> _Tasks and exercises_
- A) Answer these from the post on sequential UUIDs for PostgreSQL, one answer a line:
(i) What kind of timestamp does UUID version 7 use in place of a Gregorian-based one?
(ii) In what language is pg_uuidv7 implemented?
(iii) Which non-standard function does Microsoft SQL Server ship with?
- B) Pick up the post on sequential UUIDs for PostgreSQL after its last sentence and keep writing.

> _Document extract_
========================

Some of the aforementioned extension contain support for more sequential UUID types than just ULIDs. Some (like spa5k’s uids-postgres) also support KSUIDs, for example. Then, there a couple more extensions, that don’t support ULIDs, but do support, other sequential UUIDs; Modular Finance’s pg-xid, for example, specifically supports another contending sequential UUID spec: XID.

😵 🥴

Overwhelmed by the choices, I let the matter rest for some months, until I encountered the pg_uuidv7 extension, through which I learned about 3 proposed successors to UUID v. 1 through 5:

  1. UUID version 6 very much resembles UUIDv1, but with the timestamp bytes encoded in sortable order. The time stamp is still based off of a Gregorian timestamp source.
  2. UUID version 7 simplifies UUIDv1 by using a UNIX timestamp instead of Gregorian-based timestamp. The least significant 62 bits may be used either for sub-second precision, some sort of sequence counter or filled with pseudo-random data. 👑
  3. UUID version 8 seems to me to be an extra flexible variant, with freedom of which type of timestamp to use, freedom of the precision of that timestamp, and freedom of how to fill the rest of available (less significant) bits after the timestamp.

Knowing that a likely successors to UUIDv1 through v5 are on the horizon, the choice for UUIDv7 seems to me to be the most obvious choice. And pg_uuidv7 seems to me the most straight-forward implementation thereof, because:

  • pg_uuidv7 only supports UUIDv7, which is the only UUID format I need for FlashMQ.com.
  • pg_uuidv7 is implemented in C and thus introduces no additional dependencies.
  • The naming of uuid_generate_v7() is consistent with uuid_generate_v1() through uuid_generate_v5 from the standard uuid-ossp contrib module, which will make it easy for me to swap to that contrib module if/when that function is added there. (Should I do a PR myself based on the uuid_generate_v7() implementation by @fboulnois?)

Before I go on to the full comparison table below, let me highlight a pure PL/pgSQL implementation of UUIDv6 and UUIDv7 as well: this gist by @fabiolimace.

Overview of sequential UUID generation projects for PostgreSQL
Project Ext. Lang. Sequential UUID generation algorithm
ULID KSUID XID UUIDv6

UUIDv7 Other
sequential-uuids C 🦆
uids-postgres Rust
pgulid PL/pgSQL
pg-xid PL/pgSQL
pg_idkit Rust 🦆
pg_uuidv7 C
https://gist.github.com/fabiolimace’s gist PL/pgSQL

In case you’re wondering, the enemy (Microsoft SQL Server) ships with the non-standard NEWSEQUENTIALID() function.

Rapidly firing myself in the foot with C pointers

Now that I am dedicated to becoming a somewhat decent C programmer, I need to master pointers. Last week, I leveled up in my pointer usage by debugging a particularly nasty segfault. It took the help of gdb (the GNU Project Debugger) for me to notice that my segfault was accompanied by very weird values for some increment counters, while the pointer involved was a char* pointer, not a pointer to an int.

========================

> _Collected data_
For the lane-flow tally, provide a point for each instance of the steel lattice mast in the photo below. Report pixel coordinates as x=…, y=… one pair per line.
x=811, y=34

========================

> _Results by task_
- A)
(i) A UNIX timestamp.
(ii) C.
(iii) NEWSEQUENTIALID().

- B)
GDB

First, some notes on the GNU Project Debugger: it’s excellent! And … it’s easy to use. I have no idea why looong ago, when as a budding programmer I was trying to use it, I had so much trouble using it that it stuck into my memory as a very tough tool to use. Well, this is not the same brain anymore, so time to get rid of all these printf() statements everywhere (that I wouldn’t dare use in a programming language that I do have some fluency in, mind you!) [lines of shame: L45, L100, L101, L119 ].

With the help of gdb xjot-to-xml (and then, from within GDB, run < my-test-file.xjot), I noticed that some of the ints I used to track byte, line and column positiion had ridiculously high values for the input line, especially since I was pretty sure that my program crashed already on the first character.

In GDB, such things are easy to find out: you can very simply set a breakpoint anywhere:

break 109
run < tests/element-with-inline-content.xjot
Starting program: /home/bigsmoke/git/xjot/xjot-to-xml < tests/element-with-inline-content.xml
a
b

Breakpoint 1, _xjot_to_xml_with_buf (in_fd=537542260, out_fd=1852140901, buf=0x6c652d746f6f723c, buf_size=1024)
    at xjot_to_xml.c:109
109                 byte = ((char*)buf)[0];

From there, after hitting the breakpoint, I can check the content of the variable n that holds the number of bytes read by read() into buf.

print n
$1 = 130

So, the read() function had read 130 bytes into the buffer. Which makes sense, because element-with-inline-content.xjot was 128 characters, and the buffer, at 1024 bytes, is more than sufficient to hold it all.

But, then line_no and col_no variables:

(gdb) print line_no
$2 = 1702129263
(gdb) print col_no
$4 = 1092645999

It took me a while to realize that this must have been due to a buffer overrun. Finally, I noticed that I was feeding the address of the buf pointer to read() instead of the value of the pointer.

(I only just managed to fix it before Wiebe, out of curiosity to my C learning project, glanced at my code and immediately spotted the bug.)

The value of pointers

C is a typed language, but that doesn't mean that you cannot still very easily shoot yourself in the foot with types, and, this being C, it means that it's easiest to shoot yourself in the foot with the difference between pointers and non-pointers.

I initialized my buffer as a plain char array of size XJOT_TO_XML_BUFFER_SIZE_IN_BYTES. Then, the address of that array is passed to the _xjot_to_xml_with_buf() function. This function expects a buf parameter of type void*. (void* pointers can point to addresses of any type; I picked this “type”, because read() wants its buffer argument to be of that type.)

What went wrong is that I then took the address of void* buf, which is already a pointer. That is to say: the value of buf is the address of buffer which I passed to _xjot_to_xml_with_buf() from xjot_to_xml().

When I then took the address of the void* buf variable itself, and passed it to read(), read() started overwriting the memory in the stack starting at that address, thus garbling the values of line_no and col_no in the process.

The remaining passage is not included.